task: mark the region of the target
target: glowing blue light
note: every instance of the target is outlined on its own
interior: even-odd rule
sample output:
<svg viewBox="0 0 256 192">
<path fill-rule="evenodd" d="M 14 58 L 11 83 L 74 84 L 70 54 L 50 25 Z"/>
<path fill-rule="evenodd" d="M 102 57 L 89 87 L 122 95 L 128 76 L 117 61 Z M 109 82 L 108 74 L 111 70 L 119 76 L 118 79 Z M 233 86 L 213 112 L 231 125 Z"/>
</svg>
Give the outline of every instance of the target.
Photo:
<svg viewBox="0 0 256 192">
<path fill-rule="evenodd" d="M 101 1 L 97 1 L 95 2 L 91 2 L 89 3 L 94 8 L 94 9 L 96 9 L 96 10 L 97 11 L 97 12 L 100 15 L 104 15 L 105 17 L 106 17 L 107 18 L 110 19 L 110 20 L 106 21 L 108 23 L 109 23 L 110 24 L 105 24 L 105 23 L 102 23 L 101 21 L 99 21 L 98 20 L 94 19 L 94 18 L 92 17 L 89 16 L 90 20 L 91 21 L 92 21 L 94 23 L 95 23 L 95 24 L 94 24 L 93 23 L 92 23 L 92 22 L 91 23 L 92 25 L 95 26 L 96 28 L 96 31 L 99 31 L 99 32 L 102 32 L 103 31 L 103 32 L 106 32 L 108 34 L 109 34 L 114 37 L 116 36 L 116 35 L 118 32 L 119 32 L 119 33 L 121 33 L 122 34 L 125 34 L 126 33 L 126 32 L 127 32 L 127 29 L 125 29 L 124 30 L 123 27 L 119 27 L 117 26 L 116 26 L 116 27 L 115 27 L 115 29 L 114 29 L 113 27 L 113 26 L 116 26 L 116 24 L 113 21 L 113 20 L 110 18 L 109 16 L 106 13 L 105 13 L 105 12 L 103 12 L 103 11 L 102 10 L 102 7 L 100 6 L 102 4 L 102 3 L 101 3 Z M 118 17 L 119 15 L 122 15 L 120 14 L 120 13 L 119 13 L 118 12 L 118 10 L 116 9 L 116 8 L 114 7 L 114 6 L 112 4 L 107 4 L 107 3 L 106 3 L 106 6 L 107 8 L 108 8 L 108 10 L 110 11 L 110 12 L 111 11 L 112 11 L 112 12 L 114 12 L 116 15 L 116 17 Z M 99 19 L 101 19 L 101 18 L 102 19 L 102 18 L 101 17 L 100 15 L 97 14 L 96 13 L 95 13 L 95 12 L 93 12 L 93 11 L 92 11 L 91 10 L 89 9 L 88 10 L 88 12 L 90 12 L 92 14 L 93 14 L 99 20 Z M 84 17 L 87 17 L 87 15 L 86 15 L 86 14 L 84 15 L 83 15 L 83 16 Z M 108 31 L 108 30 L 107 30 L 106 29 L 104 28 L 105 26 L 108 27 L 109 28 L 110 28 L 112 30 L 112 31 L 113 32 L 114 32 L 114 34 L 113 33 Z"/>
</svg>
● ● ●
*Requirement*
Rewrite the data above with "glowing blue light" changed to "bright blue light", leaving everything else the same.

*Result*
task: mark the region of the target
target: bright blue light
note: every instance of the target is outlined on its own
interior: even-odd rule
sample output:
<svg viewBox="0 0 256 192">
<path fill-rule="evenodd" d="M 14 58 L 11 83 L 74 84 L 70 54 L 50 25 Z"/>
<path fill-rule="evenodd" d="M 102 57 L 89 87 L 122 95 L 128 76 L 117 61 Z M 109 82 L 108 74 L 111 70 L 119 76 L 118 79 Z M 233 86 L 213 112 L 231 125 Z"/>
</svg>
Give the outline of every instance of the target.
Photo:
<svg viewBox="0 0 256 192">
<path fill-rule="evenodd" d="M 101 1 L 97 1 L 95 2 L 91 2 L 89 3 L 94 8 L 94 9 L 96 9 L 96 10 L 97 11 L 97 12 L 100 15 L 104 15 L 105 17 L 106 17 L 107 18 L 110 19 L 110 20 L 106 21 L 108 23 L 109 23 L 110 24 L 105 24 L 105 23 L 102 23 L 101 21 L 99 21 L 98 20 L 94 19 L 94 18 L 92 17 L 89 16 L 90 20 L 91 21 L 92 21 L 94 23 L 95 23 L 95 24 L 94 24 L 93 23 L 92 23 L 92 22 L 91 23 L 92 25 L 95 26 L 96 28 L 96 31 L 99 31 L 99 32 L 102 32 L 103 31 L 103 32 L 106 32 L 108 34 L 109 34 L 114 37 L 116 36 L 116 35 L 118 32 L 119 32 L 119 33 L 121 33 L 122 34 L 125 34 L 126 33 L 126 32 L 127 32 L 127 29 L 125 29 L 124 30 L 123 27 L 119 27 L 117 26 L 116 26 L 116 27 L 115 27 L 115 29 L 114 29 L 113 27 L 113 26 L 116 26 L 116 24 L 113 21 L 113 20 L 110 18 L 109 16 L 106 13 L 105 13 L 105 12 L 103 12 L 103 11 L 102 10 L 102 7 L 100 6 L 102 4 L 102 3 L 101 3 Z M 118 17 L 119 15 L 122 15 L 120 14 L 120 13 L 119 13 L 118 12 L 118 10 L 116 9 L 116 8 L 114 7 L 114 6 L 112 4 L 107 4 L 107 3 L 106 3 L 106 6 L 107 8 L 108 8 L 108 10 L 110 11 L 110 12 L 111 11 L 112 11 L 112 12 L 114 12 L 116 15 L 116 17 Z M 99 19 L 101 19 L 101 18 L 102 19 L 102 18 L 101 17 L 100 15 L 97 14 L 96 13 L 95 13 L 95 12 L 93 12 L 93 11 L 92 11 L 91 10 L 89 9 L 88 10 L 88 12 L 90 12 L 92 14 L 93 14 L 99 20 Z M 84 17 L 87 17 L 87 15 L 86 15 L 86 14 L 84 15 L 83 15 L 83 16 Z M 108 31 L 108 30 L 107 30 L 106 29 L 104 28 L 105 26 L 108 27 L 109 28 L 110 28 L 112 30 L 112 31 L 113 32 L 114 32 L 114 34 L 113 33 Z"/>
</svg>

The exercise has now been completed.